AIM :: Render the listing below as a two-column CSV with the headers "input" and "output". Give each text and the answer that follows it as one row, with each value in a single quoted field and its line breaks replaced by spaces, and leave out the pictures.

DATA IN THIS EXERCISE ::
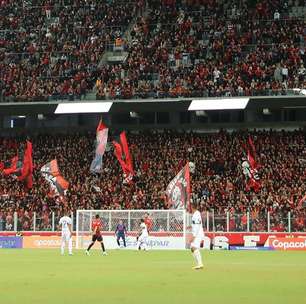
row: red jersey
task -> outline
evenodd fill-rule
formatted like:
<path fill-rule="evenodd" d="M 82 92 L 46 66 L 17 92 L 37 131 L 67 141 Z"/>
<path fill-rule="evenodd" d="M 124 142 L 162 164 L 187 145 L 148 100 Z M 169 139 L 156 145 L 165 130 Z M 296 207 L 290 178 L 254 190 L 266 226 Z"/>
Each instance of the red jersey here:
<path fill-rule="evenodd" d="M 153 226 L 152 220 L 149 217 L 147 217 L 147 218 L 144 219 L 144 222 L 147 226 L 148 231 L 150 231 L 152 226 Z"/>
<path fill-rule="evenodd" d="M 92 231 L 94 232 L 96 230 L 96 235 L 100 235 L 101 234 L 101 228 L 102 228 L 102 222 L 100 219 L 94 219 L 92 221 L 92 224 L 91 224 L 91 228 L 92 228 Z"/>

ANSWER TO THIS TASK ::
input,output
"row: red jersey task -> outline evenodd fill-rule formatted like: <path fill-rule=""evenodd"" d=""M 82 92 L 46 66 L 17 92 L 37 131 L 67 141 Z""/> <path fill-rule=""evenodd"" d=""M 124 142 L 162 164 L 187 145 L 148 100 Z M 169 139 L 156 145 L 165 130 Z M 296 207 L 290 178 L 254 190 L 266 226 Z""/> Each instance of the red jersey here:","<path fill-rule=""evenodd"" d=""M 153 226 L 152 220 L 149 217 L 147 217 L 147 218 L 144 219 L 144 222 L 147 226 L 148 231 L 150 231 L 152 226 Z""/> <path fill-rule=""evenodd"" d=""M 92 231 L 94 232 L 96 230 L 96 235 L 100 235 L 101 234 L 101 228 L 102 228 L 102 222 L 100 219 L 94 219 L 92 221 L 92 224 L 91 224 L 91 228 L 92 228 Z""/>"